What this task involves
Put each line of the material below into a Markdown table with the columns Row and Line, numbering the rows and skipping blank lines. Don't include the pictures.

* Start Data lines *

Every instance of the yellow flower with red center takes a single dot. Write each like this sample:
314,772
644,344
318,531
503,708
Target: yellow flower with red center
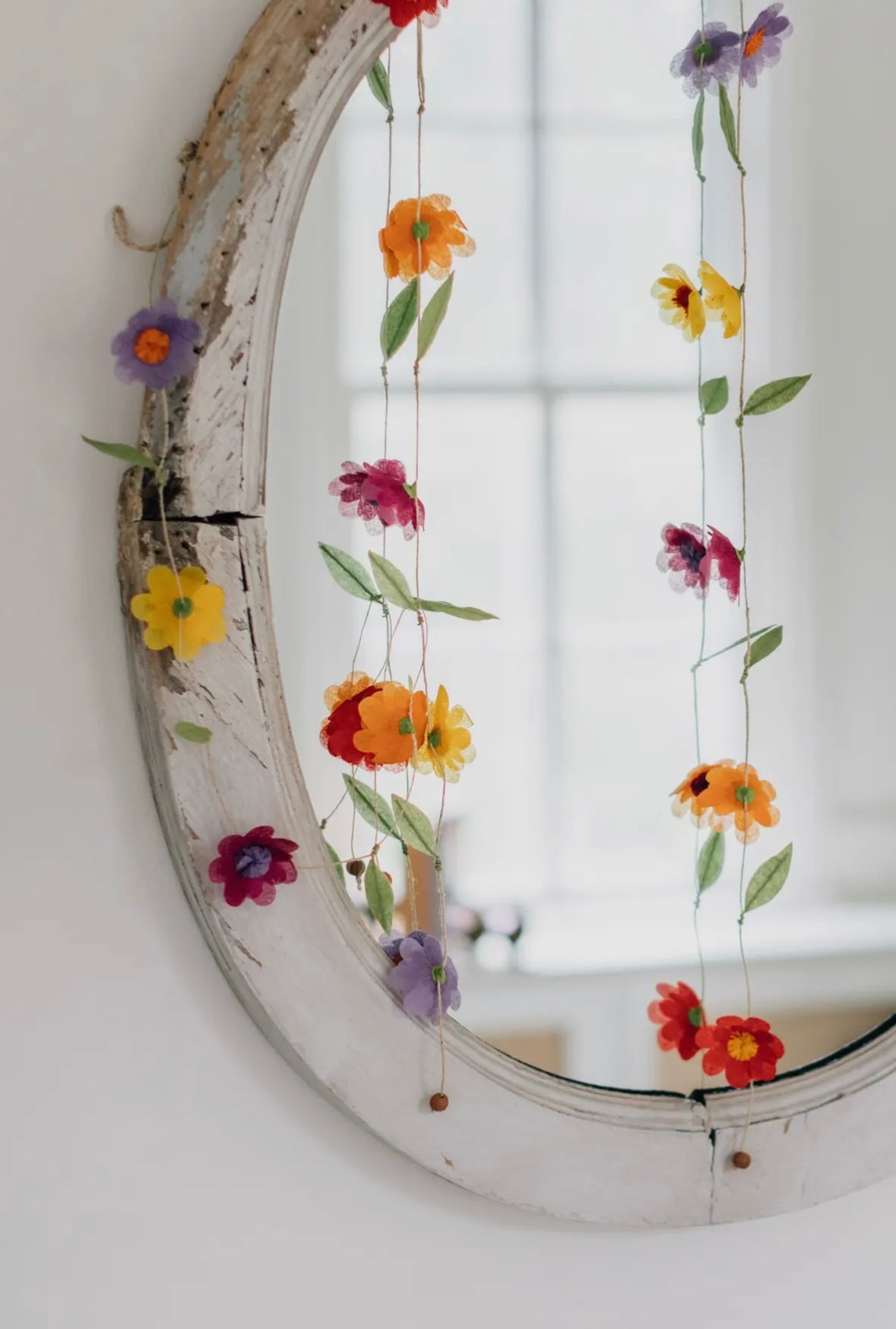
423,236
679,302
722,300
448,746
181,611
392,726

* End Data lines *

Response to this exercise
| Row | Line |
|---|---|
| 1 | Every instance of the yellow flower with red center takes a single dot. Write each like this sample: |
| 2 | 314,772 |
| 3 | 644,344 |
| 4 | 318,531 |
| 5 | 503,708 |
| 6 | Target: yellow flower with red center |
| 7 | 423,236 |
| 8 | 679,302 |
| 9 | 722,300 |
| 10 | 448,746 |
| 11 | 181,611 |
| 12 | 392,726 |